▶ _Entries_:
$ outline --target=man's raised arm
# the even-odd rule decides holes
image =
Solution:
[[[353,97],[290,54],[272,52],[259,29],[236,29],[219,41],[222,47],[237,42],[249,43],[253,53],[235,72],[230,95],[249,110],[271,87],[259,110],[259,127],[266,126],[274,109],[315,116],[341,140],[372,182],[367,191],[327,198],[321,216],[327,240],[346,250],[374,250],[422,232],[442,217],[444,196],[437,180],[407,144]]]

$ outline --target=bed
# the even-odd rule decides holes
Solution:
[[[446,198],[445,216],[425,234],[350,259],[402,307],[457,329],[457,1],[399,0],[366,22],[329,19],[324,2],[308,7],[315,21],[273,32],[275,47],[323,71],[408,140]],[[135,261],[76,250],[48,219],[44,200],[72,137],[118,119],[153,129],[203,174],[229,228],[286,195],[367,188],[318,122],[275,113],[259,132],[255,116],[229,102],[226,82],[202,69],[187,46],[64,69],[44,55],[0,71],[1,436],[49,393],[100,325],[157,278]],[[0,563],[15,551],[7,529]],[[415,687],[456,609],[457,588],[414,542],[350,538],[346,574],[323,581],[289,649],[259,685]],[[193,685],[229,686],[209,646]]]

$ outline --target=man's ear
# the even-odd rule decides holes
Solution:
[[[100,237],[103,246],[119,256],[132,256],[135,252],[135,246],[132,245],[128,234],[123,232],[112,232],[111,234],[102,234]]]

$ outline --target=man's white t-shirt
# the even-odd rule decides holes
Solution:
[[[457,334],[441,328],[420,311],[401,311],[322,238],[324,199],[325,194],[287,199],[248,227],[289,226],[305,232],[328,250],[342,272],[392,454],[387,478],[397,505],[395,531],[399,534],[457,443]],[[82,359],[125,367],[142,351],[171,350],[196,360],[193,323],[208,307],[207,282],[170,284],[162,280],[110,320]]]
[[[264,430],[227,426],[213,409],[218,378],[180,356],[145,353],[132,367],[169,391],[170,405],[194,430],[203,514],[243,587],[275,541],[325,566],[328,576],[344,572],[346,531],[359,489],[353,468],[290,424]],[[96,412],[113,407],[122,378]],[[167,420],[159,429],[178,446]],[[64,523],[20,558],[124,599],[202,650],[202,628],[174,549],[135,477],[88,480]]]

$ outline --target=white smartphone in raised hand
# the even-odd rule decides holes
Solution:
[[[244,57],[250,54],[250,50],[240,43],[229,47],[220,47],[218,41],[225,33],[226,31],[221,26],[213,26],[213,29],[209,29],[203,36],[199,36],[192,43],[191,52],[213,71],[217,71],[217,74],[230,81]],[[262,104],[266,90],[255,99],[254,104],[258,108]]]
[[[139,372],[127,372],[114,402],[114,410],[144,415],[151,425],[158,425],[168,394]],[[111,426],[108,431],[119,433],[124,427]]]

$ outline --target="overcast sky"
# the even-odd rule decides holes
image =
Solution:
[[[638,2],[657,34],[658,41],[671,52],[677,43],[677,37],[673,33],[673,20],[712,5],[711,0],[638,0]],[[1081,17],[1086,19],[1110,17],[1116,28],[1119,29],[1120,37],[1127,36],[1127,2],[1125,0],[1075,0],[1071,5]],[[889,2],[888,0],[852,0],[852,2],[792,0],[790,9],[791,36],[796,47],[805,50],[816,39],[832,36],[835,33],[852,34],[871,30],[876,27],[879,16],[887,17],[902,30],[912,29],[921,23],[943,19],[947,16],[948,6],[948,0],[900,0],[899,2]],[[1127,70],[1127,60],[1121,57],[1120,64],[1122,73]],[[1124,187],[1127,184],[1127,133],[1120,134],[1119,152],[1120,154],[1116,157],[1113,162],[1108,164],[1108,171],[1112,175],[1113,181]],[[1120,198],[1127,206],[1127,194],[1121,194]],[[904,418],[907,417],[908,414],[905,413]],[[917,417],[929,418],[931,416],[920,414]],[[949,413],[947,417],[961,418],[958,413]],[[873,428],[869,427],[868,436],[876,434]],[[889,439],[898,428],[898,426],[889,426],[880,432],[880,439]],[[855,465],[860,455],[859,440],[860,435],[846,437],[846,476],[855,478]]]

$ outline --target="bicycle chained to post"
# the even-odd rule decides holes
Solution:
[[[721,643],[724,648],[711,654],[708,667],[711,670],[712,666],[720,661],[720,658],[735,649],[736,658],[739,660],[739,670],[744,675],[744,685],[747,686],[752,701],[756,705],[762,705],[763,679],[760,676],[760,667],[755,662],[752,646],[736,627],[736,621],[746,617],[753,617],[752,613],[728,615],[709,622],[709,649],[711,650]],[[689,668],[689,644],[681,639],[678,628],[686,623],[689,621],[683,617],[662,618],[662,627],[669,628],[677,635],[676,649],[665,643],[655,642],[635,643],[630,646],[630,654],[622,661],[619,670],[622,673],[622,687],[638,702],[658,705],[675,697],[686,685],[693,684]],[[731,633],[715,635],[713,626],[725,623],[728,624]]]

▶ _Task prompt_: Pick out every line of the data above that contains the string "outline". Letter case must match.

▶ _Response to this task_:
$ outline --target=man's raised arm
$ outline --target=bed
$ outline --target=man's ear
$ outline --target=man's white t-shirt
$ outline --target=white smartphone in raised hand
$ outline --target="overcast sky"
$ outline --target="bicycle chained to post"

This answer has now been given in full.